◆ Goal
Reproduce word for word the lines below, beginning with the line that contains "Where in the photo below can the black" and continuing through the last line, both ends included.

--- start of Dataset records ---

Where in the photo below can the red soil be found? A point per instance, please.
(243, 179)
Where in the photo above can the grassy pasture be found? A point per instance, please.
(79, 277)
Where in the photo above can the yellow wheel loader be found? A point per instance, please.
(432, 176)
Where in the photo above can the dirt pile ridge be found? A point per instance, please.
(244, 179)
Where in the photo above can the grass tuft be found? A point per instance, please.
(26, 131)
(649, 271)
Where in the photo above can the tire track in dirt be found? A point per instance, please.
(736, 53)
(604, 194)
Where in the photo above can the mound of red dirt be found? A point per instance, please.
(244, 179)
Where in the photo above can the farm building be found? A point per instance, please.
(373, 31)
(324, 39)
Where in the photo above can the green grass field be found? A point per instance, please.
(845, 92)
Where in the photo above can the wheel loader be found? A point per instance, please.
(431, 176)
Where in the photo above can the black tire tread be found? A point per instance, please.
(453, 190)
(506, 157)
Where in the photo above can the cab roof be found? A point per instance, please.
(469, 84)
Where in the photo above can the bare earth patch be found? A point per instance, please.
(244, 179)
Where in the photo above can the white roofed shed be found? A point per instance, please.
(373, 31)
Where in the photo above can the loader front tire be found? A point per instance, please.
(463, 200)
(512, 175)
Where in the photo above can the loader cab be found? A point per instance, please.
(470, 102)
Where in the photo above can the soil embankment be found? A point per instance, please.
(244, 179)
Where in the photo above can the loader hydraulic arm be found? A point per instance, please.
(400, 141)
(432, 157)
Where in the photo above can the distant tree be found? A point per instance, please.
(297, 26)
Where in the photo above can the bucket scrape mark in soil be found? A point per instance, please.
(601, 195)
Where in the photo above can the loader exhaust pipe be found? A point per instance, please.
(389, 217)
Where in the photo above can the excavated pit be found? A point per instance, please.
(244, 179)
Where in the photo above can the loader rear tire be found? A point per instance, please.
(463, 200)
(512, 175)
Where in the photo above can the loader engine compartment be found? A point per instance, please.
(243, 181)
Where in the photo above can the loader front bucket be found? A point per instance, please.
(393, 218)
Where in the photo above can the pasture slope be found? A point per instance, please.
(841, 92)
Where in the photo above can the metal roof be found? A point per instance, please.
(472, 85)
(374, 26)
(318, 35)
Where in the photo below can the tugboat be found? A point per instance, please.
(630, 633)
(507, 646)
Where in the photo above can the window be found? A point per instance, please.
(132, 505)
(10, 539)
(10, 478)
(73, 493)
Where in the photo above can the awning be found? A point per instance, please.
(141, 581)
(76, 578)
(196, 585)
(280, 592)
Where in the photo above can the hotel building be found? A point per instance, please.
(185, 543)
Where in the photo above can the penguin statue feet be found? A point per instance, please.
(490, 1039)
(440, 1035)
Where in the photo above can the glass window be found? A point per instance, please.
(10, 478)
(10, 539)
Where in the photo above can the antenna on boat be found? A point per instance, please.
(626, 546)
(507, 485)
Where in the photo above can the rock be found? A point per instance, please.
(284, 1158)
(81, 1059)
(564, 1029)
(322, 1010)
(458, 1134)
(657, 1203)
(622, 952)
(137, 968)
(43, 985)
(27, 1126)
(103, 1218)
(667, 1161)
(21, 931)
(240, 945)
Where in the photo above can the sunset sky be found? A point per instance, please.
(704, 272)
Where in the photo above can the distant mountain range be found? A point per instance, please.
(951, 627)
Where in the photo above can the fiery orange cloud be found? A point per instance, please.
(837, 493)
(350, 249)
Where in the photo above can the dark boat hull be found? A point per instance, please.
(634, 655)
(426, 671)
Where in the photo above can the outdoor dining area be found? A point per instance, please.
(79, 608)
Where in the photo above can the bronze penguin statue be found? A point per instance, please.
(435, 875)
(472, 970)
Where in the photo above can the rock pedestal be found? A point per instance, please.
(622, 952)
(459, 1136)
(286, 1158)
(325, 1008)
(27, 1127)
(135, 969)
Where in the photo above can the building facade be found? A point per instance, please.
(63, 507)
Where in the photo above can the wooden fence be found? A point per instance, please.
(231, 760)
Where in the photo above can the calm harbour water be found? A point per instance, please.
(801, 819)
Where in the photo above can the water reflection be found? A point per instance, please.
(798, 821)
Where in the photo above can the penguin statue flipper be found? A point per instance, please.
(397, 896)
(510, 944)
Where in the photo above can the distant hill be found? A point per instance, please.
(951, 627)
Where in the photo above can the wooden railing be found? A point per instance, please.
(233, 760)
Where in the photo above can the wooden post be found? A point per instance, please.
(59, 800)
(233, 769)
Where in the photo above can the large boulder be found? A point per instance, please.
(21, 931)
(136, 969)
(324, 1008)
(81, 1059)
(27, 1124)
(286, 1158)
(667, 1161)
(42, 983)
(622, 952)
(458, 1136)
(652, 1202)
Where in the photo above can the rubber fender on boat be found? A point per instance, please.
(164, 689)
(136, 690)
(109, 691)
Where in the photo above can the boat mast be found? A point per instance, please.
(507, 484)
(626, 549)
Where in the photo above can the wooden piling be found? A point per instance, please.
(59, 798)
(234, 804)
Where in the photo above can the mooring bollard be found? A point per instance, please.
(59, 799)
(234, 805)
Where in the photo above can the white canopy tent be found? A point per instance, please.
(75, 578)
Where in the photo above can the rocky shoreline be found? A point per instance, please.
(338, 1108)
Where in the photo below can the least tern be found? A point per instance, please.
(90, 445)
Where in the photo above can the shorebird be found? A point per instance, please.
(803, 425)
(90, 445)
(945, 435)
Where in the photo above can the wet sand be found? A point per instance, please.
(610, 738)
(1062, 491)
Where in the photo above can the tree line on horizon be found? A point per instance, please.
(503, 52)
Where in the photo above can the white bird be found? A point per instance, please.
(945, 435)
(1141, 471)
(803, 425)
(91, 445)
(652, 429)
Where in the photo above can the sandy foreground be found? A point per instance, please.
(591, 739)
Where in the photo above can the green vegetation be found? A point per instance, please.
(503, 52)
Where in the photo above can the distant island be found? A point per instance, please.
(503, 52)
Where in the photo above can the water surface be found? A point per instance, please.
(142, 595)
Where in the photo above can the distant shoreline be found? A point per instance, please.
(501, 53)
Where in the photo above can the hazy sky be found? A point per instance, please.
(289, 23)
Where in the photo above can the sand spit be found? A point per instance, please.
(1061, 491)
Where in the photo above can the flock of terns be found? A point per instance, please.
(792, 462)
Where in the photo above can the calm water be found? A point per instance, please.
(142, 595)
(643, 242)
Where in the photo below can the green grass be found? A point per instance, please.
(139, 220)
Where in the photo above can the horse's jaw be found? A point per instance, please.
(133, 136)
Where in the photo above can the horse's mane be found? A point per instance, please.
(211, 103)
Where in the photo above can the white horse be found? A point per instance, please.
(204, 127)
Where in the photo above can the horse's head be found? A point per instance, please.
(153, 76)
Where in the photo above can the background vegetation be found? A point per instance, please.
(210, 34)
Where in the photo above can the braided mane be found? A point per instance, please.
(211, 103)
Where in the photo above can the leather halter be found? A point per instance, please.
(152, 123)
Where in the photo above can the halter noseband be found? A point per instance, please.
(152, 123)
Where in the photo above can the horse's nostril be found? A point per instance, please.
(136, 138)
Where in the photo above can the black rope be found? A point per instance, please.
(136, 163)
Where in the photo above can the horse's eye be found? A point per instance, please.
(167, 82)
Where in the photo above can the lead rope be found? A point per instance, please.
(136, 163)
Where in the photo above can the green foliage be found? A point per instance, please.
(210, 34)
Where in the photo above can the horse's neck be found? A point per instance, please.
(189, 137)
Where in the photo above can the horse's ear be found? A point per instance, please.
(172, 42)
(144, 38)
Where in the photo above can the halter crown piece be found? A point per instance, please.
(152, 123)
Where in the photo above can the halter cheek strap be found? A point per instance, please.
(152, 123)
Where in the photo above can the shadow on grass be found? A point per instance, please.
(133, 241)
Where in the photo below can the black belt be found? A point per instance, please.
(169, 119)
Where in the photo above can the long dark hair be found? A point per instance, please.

--- end of Dataset records ---

◆ Exercise answer
Where in the photo below can the black belt be found? A point per instance, please.
(169, 119)
Where in the photo above can the long dark hair be found? A point per instance, please.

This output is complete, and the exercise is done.